_Your goal:_ Print, word for word, the part of the MirrorMaker improvements email below that starts with "The MirrorMaker process" and goes on through "complication.".

_Document segment:_
━━━━━━━━━━━━━━━━
Fwd: MirrorMaker improvements

2015-03-24 Thread vlad...@gmail.com
Dear all,

I had a short discussion with Jay yesterday at the ACM meetup and he
suggested writing an email regarding a few possible MirrorMaker
improvements.

At Turn, we have been using MirrorMaker for a a few months now to
asynchronously replicate our key/value store data between our datacenters.
In a way, our system is similar to Linkedin's Databus, but it uses Kafka
clusters and MirrorMaker as its building blocks. Our overall message rate
peaks at about 650K/sec and, when pushing data over high bandwidth delay
product links, we have found some minor bottlenecks.

The MirrorMaker process uses a standard consumer to pull data from a remote
datacenter. This implies that it opens a single TCP connection to each of
the remote brokers and muxes requests for different topics and partitions
over this connection. While this is a good thing in terms of maintaining
the congestion window open, over long RTT lines with rather high loss rate
the congestion window will cap, in our case at just a few Mbps. While the
overall line bandwidth is much higher, this means that we have to start
multiple MirrorMaker processes (somewhere in the hundreds), in order to
completely use the line capacity. Being able to pool multiple TCP
connections from a single consumer to a broker would solve this
complication.
━━━━━━━━━━━━━━━━
_Items:_
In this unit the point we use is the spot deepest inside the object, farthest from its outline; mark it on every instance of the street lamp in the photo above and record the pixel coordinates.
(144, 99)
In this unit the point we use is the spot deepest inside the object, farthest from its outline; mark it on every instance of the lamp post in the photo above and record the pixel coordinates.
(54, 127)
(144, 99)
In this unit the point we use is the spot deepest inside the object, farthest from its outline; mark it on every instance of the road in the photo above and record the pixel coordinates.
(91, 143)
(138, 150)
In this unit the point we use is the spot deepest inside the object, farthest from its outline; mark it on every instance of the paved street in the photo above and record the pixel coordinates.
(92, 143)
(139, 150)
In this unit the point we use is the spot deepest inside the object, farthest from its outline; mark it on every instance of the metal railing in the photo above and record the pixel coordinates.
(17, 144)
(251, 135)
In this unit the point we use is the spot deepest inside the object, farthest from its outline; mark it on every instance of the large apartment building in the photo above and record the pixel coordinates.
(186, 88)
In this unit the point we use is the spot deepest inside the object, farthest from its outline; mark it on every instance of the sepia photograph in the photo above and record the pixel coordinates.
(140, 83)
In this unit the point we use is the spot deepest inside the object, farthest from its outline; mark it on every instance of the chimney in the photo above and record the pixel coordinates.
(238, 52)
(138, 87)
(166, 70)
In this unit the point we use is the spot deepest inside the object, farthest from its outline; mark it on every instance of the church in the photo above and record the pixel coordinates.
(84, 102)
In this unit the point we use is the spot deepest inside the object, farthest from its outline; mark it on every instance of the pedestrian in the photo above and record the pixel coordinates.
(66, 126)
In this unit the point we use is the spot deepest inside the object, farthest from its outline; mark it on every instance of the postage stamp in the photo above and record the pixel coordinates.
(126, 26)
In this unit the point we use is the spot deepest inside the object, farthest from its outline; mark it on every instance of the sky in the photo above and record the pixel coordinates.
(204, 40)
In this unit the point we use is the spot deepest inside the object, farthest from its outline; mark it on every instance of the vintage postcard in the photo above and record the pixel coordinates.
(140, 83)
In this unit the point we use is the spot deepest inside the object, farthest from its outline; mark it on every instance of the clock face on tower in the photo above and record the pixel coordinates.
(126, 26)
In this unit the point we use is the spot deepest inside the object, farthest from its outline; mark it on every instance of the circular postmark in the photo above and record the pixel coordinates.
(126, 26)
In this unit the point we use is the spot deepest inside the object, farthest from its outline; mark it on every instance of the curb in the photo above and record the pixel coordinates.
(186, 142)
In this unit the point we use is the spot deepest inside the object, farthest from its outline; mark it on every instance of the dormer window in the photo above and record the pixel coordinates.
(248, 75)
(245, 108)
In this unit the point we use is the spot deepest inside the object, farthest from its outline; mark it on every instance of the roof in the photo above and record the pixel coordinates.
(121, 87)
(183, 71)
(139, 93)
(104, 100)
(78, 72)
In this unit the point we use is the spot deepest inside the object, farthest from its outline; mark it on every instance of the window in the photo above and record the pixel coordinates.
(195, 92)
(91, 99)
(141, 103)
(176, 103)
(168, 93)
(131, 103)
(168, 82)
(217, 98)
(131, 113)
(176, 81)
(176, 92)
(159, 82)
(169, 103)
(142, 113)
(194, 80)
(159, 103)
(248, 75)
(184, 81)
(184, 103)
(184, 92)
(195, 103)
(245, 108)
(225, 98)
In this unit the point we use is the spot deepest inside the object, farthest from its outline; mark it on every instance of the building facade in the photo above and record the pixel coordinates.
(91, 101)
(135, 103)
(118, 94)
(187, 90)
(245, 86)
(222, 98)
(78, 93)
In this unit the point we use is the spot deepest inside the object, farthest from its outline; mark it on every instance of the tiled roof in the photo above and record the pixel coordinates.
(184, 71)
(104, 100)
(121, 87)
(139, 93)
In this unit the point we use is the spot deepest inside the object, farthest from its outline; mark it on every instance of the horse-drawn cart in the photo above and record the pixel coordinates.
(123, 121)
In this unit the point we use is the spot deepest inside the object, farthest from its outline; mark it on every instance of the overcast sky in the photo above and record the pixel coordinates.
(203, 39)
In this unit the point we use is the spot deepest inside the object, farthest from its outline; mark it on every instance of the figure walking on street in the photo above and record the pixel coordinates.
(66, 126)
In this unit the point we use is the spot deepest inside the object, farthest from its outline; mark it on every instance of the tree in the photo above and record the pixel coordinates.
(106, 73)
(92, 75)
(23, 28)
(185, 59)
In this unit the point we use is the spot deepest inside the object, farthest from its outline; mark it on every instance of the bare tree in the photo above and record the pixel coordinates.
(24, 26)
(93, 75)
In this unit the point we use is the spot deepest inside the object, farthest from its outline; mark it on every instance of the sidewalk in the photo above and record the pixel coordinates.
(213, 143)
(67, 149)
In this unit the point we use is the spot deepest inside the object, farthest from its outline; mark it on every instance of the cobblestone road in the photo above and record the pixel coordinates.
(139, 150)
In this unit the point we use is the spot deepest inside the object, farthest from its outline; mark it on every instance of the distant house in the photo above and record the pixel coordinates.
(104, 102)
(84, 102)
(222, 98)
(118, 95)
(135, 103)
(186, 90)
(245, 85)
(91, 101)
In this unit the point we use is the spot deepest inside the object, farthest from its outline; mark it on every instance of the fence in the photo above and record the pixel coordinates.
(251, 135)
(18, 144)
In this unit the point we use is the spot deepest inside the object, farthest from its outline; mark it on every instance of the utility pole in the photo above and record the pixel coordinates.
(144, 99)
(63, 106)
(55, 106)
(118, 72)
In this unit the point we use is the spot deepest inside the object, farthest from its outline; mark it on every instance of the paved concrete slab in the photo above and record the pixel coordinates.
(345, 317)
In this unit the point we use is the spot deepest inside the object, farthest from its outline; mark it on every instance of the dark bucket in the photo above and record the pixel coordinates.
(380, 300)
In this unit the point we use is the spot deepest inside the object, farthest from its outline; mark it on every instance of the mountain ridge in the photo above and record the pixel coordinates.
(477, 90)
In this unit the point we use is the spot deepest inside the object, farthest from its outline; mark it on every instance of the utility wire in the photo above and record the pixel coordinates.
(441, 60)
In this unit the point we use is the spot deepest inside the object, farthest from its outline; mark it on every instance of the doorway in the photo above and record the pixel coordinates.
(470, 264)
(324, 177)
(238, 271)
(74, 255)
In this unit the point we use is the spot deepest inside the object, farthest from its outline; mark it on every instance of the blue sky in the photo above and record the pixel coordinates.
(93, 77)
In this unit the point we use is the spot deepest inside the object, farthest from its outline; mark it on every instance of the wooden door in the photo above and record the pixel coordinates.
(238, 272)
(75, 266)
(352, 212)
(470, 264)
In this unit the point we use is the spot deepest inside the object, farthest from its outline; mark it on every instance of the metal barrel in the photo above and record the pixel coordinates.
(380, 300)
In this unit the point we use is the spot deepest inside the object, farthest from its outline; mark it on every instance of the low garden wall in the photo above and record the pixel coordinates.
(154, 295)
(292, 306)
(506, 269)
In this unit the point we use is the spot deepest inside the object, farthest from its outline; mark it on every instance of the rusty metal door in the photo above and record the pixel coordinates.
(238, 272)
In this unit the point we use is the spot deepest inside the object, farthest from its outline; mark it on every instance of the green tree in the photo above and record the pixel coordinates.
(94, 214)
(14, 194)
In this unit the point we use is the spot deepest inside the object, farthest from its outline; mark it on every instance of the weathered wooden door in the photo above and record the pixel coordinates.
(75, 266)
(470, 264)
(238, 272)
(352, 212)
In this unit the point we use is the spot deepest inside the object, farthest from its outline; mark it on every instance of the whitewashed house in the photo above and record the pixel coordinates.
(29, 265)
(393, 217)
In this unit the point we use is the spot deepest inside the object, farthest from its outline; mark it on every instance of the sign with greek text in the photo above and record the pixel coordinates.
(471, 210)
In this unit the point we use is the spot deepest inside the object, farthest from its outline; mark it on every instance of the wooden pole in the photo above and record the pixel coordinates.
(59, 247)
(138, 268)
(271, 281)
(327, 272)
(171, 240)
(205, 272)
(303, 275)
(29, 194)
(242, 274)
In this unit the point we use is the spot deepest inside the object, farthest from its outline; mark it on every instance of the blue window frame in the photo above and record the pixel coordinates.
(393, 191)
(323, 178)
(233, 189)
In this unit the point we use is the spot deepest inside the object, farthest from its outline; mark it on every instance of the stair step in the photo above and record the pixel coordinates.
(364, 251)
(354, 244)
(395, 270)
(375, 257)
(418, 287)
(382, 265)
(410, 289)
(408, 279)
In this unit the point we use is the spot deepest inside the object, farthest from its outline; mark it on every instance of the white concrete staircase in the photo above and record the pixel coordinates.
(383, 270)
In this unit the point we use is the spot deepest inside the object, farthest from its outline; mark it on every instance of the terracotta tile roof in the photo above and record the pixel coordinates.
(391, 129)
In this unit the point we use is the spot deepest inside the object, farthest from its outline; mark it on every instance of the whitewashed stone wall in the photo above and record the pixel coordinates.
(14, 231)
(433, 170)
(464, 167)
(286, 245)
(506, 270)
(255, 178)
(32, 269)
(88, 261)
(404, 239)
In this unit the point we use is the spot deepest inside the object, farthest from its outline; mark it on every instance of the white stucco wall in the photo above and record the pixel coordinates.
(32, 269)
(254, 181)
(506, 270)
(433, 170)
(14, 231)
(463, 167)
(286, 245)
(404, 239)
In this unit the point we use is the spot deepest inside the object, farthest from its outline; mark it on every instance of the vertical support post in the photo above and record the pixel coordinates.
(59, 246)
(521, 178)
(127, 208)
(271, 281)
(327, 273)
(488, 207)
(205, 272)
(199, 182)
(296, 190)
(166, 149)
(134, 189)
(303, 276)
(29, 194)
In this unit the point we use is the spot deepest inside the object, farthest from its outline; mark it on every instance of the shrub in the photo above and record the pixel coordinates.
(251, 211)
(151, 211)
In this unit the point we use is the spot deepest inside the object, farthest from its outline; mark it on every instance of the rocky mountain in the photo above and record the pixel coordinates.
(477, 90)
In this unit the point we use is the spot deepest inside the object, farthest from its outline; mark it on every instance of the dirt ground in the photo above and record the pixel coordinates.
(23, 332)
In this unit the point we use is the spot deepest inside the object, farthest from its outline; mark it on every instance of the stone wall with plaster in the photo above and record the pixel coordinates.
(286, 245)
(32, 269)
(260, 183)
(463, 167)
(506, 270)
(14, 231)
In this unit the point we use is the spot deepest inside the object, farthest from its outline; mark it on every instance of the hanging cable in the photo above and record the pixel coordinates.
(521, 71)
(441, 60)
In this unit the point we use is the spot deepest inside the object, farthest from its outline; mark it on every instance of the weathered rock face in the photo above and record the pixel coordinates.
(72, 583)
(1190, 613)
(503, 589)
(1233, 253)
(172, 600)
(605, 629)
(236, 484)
━━━━━━━━━━━━━━━━
_Worked solution:_
The MirrorMaker process uses a standard consumer to pull data from a remote
datacenter. This implies that it opens a single TCP connection to each of
the remote brokers and muxes requests for different topics and partitions
over this connection. While this is a good thing in terms of maintaining
the congestion window open, over long RTT lines with rather high loss rate
the congestion window will cap, in our case at just a few Mbps. While the
overall line bandwidth is much higher, this means that we have to start
multiple MirrorMaker processes (somewhere in the hundreds), in order to
completely use the line capacity. Being able to pool multiple TCP
connections from a single consumer to a broker would solve this
complication.